■ **Prompt**
Could you reproduce the data below, swapping every "rough mask" for "coarse mask" and keeping everything else unchanged, with the pictures omitted from your answer?

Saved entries
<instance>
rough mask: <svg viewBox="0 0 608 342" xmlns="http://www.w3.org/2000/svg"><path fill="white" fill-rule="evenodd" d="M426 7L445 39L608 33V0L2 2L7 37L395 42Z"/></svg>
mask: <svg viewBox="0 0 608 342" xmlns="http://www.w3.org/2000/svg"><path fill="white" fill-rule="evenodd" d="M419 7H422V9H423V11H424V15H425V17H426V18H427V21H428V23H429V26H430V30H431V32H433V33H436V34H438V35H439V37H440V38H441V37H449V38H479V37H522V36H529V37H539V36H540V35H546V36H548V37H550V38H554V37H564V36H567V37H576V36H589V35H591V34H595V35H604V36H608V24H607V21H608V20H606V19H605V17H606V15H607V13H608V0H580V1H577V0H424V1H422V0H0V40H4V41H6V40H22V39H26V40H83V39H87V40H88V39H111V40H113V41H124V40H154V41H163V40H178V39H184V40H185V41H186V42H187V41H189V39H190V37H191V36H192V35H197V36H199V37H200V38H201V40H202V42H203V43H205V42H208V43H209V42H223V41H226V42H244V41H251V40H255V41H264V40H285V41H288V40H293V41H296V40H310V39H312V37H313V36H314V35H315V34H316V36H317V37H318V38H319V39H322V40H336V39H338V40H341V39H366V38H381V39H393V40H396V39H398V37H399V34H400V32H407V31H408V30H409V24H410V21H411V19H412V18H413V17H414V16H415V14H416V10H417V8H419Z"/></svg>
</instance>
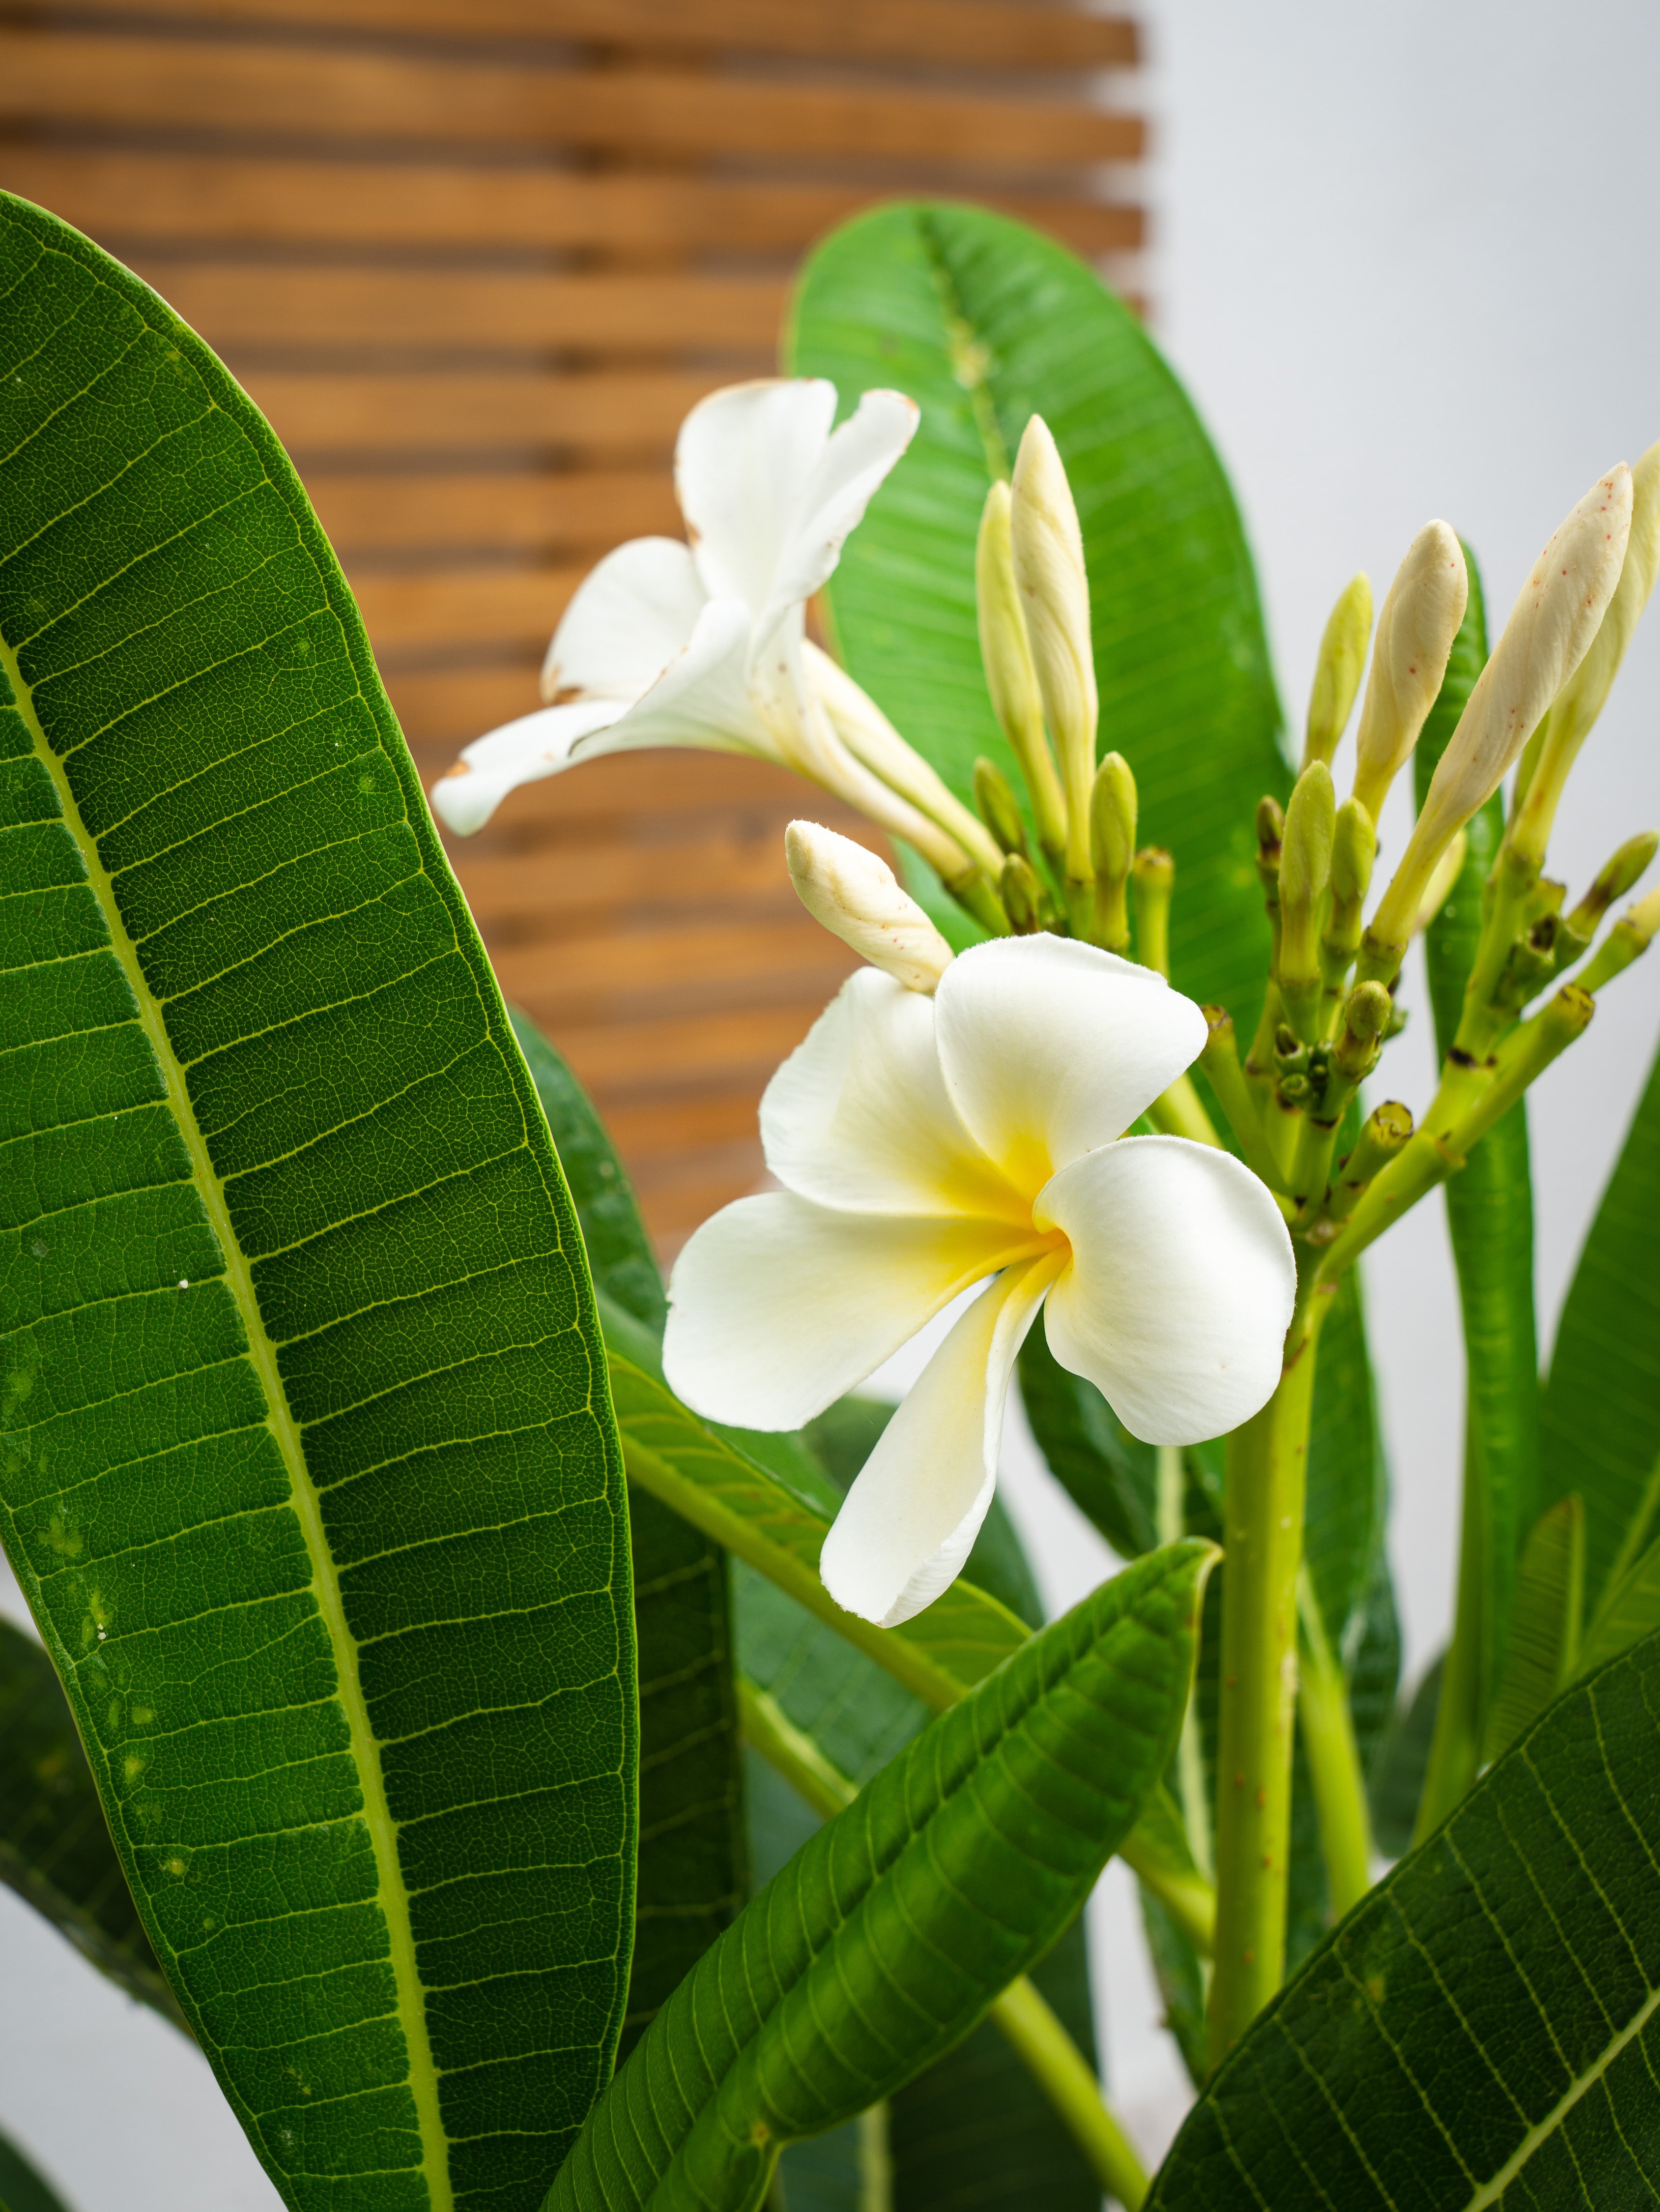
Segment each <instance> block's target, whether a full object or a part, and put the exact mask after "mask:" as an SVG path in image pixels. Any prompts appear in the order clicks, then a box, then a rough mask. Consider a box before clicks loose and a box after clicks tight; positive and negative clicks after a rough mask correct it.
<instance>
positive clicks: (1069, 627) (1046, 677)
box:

■ **Output of the task**
<instance>
coarse mask: <svg viewBox="0 0 608 342" xmlns="http://www.w3.org/2000/svg"><path fill="white" fill-rule="evenodd" d="M426 7L445 39L608 33V0L2 2L7 37L395 42Z"/></svg>
mask: <svg viewBox="0 0 608 342" xmlns="http://www.w3.org/2000/svg"><path fill="white" fill-rule="evenodd" d="M419 7H422V9H423V11H424V15H425V17H426V18H427V21H428V23H429V26H430V30H431V32H433V33H436V34H438V35H439V37H440V38H441V37H449V38H479V37H522V36H529V37H539V36H540V35H546V36H548V37H550V38H554V37H564V36H567V37H576V36H589V35H591V34H595V35H604V36H608V24H607V21H608V20H606V19H605V17H606V15H607V13H608V0H580V1H577V0H424V1H422V0H0V40H4V41H6V40H22V39H26V40H83V39H87V40H88V39H111V40H113V41H124V40H154V41H163V40H178V39H184V40H185V41H186V42H187V41H189V39H190V37H191V36H192V35H197V36H199V37H200V38H201V40H202V42H203V43H205V42H208V43H209V42H223V41H226V42H244V41H251V40H255V41H264V40H285V41H288V40H293V41H296V40H310V39H312V37H313V36H314V35H315V34H316V36H317V37H318V38H319V39H322V40H336V39H338V40H341V39H366V38H381V39H393V40H396V39H398V37H399V34H400V32H407V31H408V30H409V24H410V21H411V19H412V18H413V17H414V16H415V14H416V10H417V8H419Z"/></svg>
</instance>
Segment each <instance> block's target, whether a full object or a part, and put the exact mask after "mask:" as an SVG path in image pixels. Any prompts appear in the order clicks, then a box, then a coarse mask. Consider a box before clicks loose and a box after clicks tight; positive and negative clicks after a coarse mask correct it.
<instance>
positive clicks: (1069, 627) (1046, 677)
box:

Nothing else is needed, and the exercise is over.